SELECTED TEXT:
** begin **

FIG. 15 shows an LED panel 1 with a spot optic 4 in an isometric view. The spot optic 4 connected with the upper surface of the LED panel 1 has a frame 40 on whose upper surface condenser plates 41 are arranged, which mix the light emitted by the light sources 21 of the lighting modules 2 via TIR lenses 42 arranged below the same, which are shown in the isometric view of FIG. 15 and in a side view of FIG. 16. In the illustrated embodiment, the height of the modular spot optic 4 is 22 mm and includes a half-peak angle of 18°.

In FIG. 16, the matrix-like arrangement of the TIR lenses 42 associated to the individual lighting modules of the LED panel 1 is shown in an isometric view, which TIR lenses are shown in FIG. 17 in a side view without housing. The TIR lenses 42 consist of a plurality of spherical lenses and have the shape shown in FIG. 18 in a longitudinal section with a cup-shaped lens part 421 provided with a central bore 423 and with a hemispherical lens part 422.

The side view of the spot optic 4 without housing as shown in FIG. 17 reveals the condenser plates 41 of FIG. 15 above the TIR lenses 42, thereunder the TIR lenses 42 and below the TIR lenses 42 three iron disks 160, which serve as counterparts to the mounting magnets 16 of the LED panel 1 for connecting the spot optic 4 with the LED panel 1. The TIR lenses 42 are located about 5 mm above the LEDs of the lighting modules of FIG. 7 which are combined to a light source.

In FIGS. 19 and 20 a soft optic 3 connectable with the LED panel 1 is shown in an isometric exploded representation and in a longitudinal section and is composed of a diffusely reflecting plate 30, which terminates a housing frame 31 of the soft optic 3 to the top, and a light scattering plate 33 of polymethyl methacrylate (PMMA) or polycarbonate (PC) with reflectors 32 arranged therein, which are inserted in openings 36 of the light scattering plate 33, into which the light radiated by the LEDs 22 of the light source 21 of the lighting modules 2 is coupled. The light scattering plate 33 is mirrored on the sides and on the bottom surface for optimum reflection of the light emitted by the LEDs 22, for which purpose a mirror plate 34 with openings 35 arranged on the bottom surface of the light scattering plate 33 is provided at the points of the openings 36 of the light scattering plate 33. For optimization of the light scatter, the light scattering plate 33 made of PMMA or PC can additionally be structured on the upper and lower surfaces, for example in the form of alternating grooves and elevations.

** end **

WORK TO COMPLETE:
A: According to the passage on LED panel optics, what is the height of the modular spot optic in the illustrated embodiment?
B: Render this sentence from the passage on LED panel optics in German: "In the illustrated embodiment, the height of the modular spot optic 4 is 22 mm and includes a half-peak angle of 18°."
C: Extend the passage on LED panel optics, picking up after its last sentence.

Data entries
** begin **

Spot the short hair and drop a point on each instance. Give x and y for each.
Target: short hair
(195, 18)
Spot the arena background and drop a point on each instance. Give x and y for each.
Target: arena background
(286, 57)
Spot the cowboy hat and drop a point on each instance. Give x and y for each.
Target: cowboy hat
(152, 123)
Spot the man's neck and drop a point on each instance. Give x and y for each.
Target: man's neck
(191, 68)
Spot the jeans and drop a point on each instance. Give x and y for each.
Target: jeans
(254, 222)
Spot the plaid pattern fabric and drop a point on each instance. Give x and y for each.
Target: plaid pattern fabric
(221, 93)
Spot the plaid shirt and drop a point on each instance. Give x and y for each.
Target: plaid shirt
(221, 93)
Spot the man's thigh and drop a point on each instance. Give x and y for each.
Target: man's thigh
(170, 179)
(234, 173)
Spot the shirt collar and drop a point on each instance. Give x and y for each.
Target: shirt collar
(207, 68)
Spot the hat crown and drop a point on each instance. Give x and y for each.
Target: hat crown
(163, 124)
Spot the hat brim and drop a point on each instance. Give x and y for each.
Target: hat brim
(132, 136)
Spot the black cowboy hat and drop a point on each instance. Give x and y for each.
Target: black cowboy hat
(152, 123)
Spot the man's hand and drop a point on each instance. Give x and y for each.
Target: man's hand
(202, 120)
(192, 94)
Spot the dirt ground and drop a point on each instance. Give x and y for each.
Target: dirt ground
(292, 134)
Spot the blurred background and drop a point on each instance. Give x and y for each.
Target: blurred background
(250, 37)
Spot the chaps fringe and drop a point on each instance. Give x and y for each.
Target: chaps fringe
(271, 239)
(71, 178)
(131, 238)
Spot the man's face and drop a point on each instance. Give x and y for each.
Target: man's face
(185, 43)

** end **

TASK RESPONSES:
A: 22 mm

B: In der dargestellten Ausführungsform beträgt die Höhe der modularen Spotoptik 4 22 mm und schließt einen Halbwertswinkel von 18° ein.

C:
With equal light emission of the individual LEDs of the LED panel 1, the light scattering plate 33 with the openings 36 provided therein and the reflectors 32 inserted therein can be omitted in the soft optic 3, since in this case mixing the light emitted by the LEDs no longer is required in the soft optic 3. In this case, the soft optic 3 preferably only consists of a highly mirrored sheet metal housing and of the diffusely reflecting plate 30, which is attached to the LED panel 1 in particular by means of magnets glued onto the bottom inside the sheet metal housing.

For the mains-independent power supply of one or more LED panels 1, there is used an accumulator 10 with integrated charging electronic shown in FIG. 21 in an isometric view is used, which via a cable end 100 with an output plug connector 101 can be connected to an LED panel 1 or for charging via an input plug connector 102 can be docked to the power supply and docking station 5. On the bottom surface of the accumulator 10 a pocket 103 for accommodating a connecting element is provided, with which the accumulator 10 can be plugged to the heat sink of an LED panel 1 in the same manner as a connecting pin and can be engaged therein.

The decentralized control element 7 shown in FIGS. 22 to 24 for plugging to an LED panel 1 serves to adjust fixed or user-preprogrammed light colors (presets) and the brightness of the light emitted by the LED panels 1. In general, the decentralized control element 7 is plugged off from the respective LED panel 1 upon adjustment, whereas the LED panel 1 with the adjusted color and brightness still emits light. When a plurality of LED panels are connected to an LED panel group, the decentralized control element 7 controls all LED panels which are electrically arranged behind the same.

Corresponding to the isometric view shown in FIG. 22, the decentralized control element 7 on the left includes a preset selector switch 71 with four fixed settings for different light colors (3200 K, 4300 K, 5600 K and 6300 K) and two settings (User I and User II) to be programmed by a user, and on the right a dimmer 72 with a dimming range from 0 to 100% and below the same an on/off switch 73. The side view and the top view of the decentralized control element 7 as shown in FIGS. 23 and 24 each reveal an output plug connector 74 with a latch 75 for unlocking the counter-contact and an input plug connector 76 with spring contact pins 91, which has been accommodated at this point to provide sufficient space for the large, front-side operating elements 71 to 73. In this way, the setting can be varied from all positions of the user.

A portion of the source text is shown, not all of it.